+++ LISTED ENTRIES +++

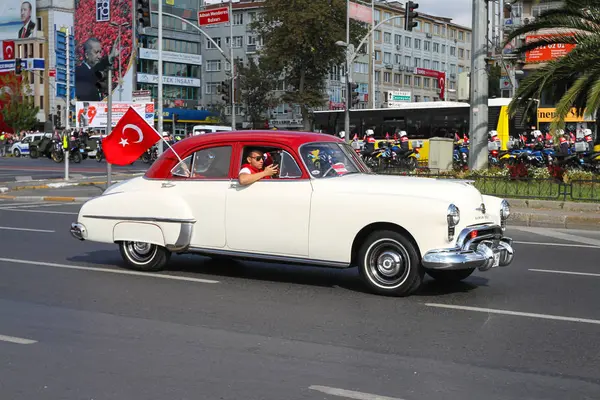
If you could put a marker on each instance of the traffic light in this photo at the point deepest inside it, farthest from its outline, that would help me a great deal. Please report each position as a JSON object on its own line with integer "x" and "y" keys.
{"x": 18, "y": 66}
{"x": 143, "y": 10}
{"x": 354, "y": 93}
{"x": 225, "y": 89}
{"x": 410, "y": 15}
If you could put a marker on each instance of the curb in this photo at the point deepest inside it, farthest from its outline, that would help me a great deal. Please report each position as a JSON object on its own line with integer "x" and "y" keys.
{"x": 45, "y": 198}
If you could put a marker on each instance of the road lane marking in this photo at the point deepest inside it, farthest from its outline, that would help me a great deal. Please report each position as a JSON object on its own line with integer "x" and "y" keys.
{"x": 107, "y": 270}
{"x": 586, "y": 246}
{"x": 9, "y": 228}
{"x": 39, "y": 211}
{"x": 562, "y": 236}
{"x": 515, "y": 313}
{"x": 564, "y": 272}
{"x": 350, "y": 394}
{"x": 13, "y": 339}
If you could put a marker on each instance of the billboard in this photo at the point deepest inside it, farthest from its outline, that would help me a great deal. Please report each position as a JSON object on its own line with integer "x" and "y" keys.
{"x": 547, "y": 52}
{"x": 98, "y": 26}
{"x": 94, "y": 114}
{"x": 17, "y": 19}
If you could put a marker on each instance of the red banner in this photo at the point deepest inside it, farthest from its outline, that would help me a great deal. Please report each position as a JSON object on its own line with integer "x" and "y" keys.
{"x": 8, "y": 49}
{"x": 547, "y": 52}
{"x": 440, "y": 76}
{"x": 213, "y": 16}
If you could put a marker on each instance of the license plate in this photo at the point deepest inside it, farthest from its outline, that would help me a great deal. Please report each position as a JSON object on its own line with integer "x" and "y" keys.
{"x": 496, "y": 260}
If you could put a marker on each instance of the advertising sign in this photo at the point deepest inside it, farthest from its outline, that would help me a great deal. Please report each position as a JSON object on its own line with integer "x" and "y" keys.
{"x": 17, "y": 19}
{"x": 213, "y": 16}
{"x": 97, "y": 36}
{"x": 440, "y": 76}
{"x": 547, "y": 52}
{"x": 94, "y": 114}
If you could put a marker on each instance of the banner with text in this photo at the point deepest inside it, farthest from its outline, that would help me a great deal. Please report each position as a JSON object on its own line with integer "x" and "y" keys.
{"x": 94, "y": 114}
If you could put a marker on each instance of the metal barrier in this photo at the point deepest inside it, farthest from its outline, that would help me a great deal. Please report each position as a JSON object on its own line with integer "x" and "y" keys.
{"x": 525, "y": 188}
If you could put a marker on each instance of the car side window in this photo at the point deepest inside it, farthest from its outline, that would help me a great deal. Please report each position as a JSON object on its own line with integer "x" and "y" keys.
{"x": 212, "y": 163}
{"x": 289, "y": 169}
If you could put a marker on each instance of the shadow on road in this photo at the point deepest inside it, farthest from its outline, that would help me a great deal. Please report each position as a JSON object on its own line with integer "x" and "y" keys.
{"x": 273, "y": 272}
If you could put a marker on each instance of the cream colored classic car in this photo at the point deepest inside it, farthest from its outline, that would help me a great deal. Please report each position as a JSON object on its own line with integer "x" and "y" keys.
{"x": 324, "y": 208}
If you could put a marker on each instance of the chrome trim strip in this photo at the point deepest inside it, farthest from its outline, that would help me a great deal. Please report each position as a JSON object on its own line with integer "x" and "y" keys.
{"x": 143, "y": 219}
{"x": 268, "y": 257}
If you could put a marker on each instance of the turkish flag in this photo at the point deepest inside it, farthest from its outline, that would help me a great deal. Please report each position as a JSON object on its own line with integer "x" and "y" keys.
{"x": 8, "y": 49}
{"x": 129, "y": 139}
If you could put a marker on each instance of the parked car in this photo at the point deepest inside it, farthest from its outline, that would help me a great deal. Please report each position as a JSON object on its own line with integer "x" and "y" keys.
{"x": 21, "y": 148}
{"x": 325, "y": 208}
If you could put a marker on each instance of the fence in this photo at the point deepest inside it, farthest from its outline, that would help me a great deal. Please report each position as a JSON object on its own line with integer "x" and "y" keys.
{"x": 525, "y": 188}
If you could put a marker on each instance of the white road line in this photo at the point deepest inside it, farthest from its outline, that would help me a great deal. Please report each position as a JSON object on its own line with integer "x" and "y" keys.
{"x": 350, "y": 394}
{"x": 515, "y": 313}
{"x": 564, "y": 272}
{"x": 12, "y": 339}
{"x": 586, "y": 246}
{"x": 39, "y": 211}
{"x": 108, "y": 270}
{"x": 9, "y": 228}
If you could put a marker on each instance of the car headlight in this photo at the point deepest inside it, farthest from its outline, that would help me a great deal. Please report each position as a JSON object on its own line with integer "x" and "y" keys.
{"x": 453, "y": 218}
{"x": 453, "y": 215}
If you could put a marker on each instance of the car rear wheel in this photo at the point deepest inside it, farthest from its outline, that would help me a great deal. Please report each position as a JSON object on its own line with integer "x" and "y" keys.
{"x": 389, "y": 264}
{"x": 144, "y": 256}
{"x": 450, "y": 276}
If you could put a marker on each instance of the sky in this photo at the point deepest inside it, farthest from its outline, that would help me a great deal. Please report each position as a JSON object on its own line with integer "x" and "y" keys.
{"x": 458, "y": 10}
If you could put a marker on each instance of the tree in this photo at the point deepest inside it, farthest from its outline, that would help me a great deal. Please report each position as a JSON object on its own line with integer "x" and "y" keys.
{"x": 494, "y": 81}
{"x": 18, "y": 109}
{"x": 255, "y": 83}
{"x": 575, "y": 22}
{"x": 299, "y": 39}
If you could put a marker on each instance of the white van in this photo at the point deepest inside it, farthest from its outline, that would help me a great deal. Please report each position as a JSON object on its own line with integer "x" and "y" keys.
{"x": 202, "y": 129}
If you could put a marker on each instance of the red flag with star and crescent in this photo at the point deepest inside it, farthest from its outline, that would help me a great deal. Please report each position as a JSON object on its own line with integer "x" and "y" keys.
{"x": 129, "y": 139}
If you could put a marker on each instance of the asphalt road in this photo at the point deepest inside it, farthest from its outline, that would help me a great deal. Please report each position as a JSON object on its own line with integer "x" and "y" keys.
{"x": 44, "y": 168}
{"x": 76, "y": 325}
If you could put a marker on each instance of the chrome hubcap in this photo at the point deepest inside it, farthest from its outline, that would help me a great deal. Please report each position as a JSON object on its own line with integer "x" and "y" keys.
{"x": 388, "y": 263}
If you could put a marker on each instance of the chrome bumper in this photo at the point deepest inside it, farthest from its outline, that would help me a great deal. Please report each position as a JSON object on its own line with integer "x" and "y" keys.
{"x": 78, "y": 231}
{"x": 484, "y": 251}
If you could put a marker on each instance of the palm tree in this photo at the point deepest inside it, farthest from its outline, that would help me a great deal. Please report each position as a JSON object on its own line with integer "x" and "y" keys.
{"x": 575, "y": 22}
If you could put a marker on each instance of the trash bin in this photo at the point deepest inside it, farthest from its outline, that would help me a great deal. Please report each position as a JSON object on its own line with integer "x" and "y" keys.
{"x": 440, "y": 154}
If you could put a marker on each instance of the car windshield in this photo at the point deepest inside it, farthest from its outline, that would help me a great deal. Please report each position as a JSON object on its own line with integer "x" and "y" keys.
{"x": 330, "y": 159}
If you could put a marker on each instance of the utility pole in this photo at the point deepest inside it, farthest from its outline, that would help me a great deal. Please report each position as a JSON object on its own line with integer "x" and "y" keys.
{"x": 109, "y": 124}
{"x": 160, "y": 99}
{"x": 478, "y": 155}
{"x": 232, "y": 65}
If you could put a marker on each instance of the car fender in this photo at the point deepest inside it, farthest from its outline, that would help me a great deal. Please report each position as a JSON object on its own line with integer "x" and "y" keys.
{"x": 168, "y": 212}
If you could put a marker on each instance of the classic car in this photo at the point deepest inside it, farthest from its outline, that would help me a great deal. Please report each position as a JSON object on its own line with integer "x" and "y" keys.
{"x": 324, "y": 208}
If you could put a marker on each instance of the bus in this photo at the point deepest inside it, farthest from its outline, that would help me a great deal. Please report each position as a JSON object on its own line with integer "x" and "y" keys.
{"x": 421, "y": 121}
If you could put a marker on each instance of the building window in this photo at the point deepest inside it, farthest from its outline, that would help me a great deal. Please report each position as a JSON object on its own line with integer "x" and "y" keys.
{"x": 211, "y": 87}
{"x": 210, "y": 45}
{"x": 238, "y": 18}
{"x": 213, "y": 65}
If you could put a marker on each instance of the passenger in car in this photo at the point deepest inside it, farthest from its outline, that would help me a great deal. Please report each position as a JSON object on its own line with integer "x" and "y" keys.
{"x": 254, "y": 170}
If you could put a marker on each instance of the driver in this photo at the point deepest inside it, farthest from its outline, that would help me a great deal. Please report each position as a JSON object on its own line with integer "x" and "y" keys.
{"x": 253, "y": 170}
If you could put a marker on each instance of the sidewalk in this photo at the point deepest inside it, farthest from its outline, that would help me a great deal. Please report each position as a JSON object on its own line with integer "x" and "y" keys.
{"x": 532, "y": 213}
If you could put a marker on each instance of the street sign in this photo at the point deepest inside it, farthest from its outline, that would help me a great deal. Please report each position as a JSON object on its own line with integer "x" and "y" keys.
{"x": 213, "y": 16}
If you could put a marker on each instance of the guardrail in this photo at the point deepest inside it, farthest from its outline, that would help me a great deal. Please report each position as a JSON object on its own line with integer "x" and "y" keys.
{"x": 587, "y": 190}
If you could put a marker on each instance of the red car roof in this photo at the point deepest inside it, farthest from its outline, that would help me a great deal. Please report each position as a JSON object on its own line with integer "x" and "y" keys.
{"x": 294, "y": 139}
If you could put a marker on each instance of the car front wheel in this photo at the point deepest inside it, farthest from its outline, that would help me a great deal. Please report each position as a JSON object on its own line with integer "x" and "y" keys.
{"x": 144, "y": 257}
{"x": 389, "y": 264}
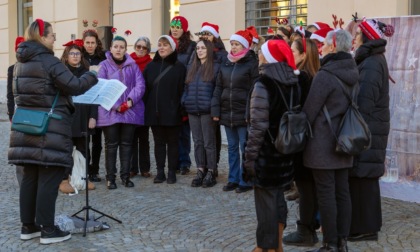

+++

[WHAT IS EXPECTED]:
Exactly the lines from the one that contains "the car front" to the last line of the data, both included, should be set down, and no pictures should appear among them.

[SOLUTION FOR THIS EXERCISE]:
If you could put a marker on each instance of the car front wheel in this photo at the point deepest inside it, farthest from its outline, that would help me a great deal. Please report each position as a JSON object on its own line with integer "x" and "y" keys.
{"x": 144, "y": 257}
{"x": 389, "y": 264}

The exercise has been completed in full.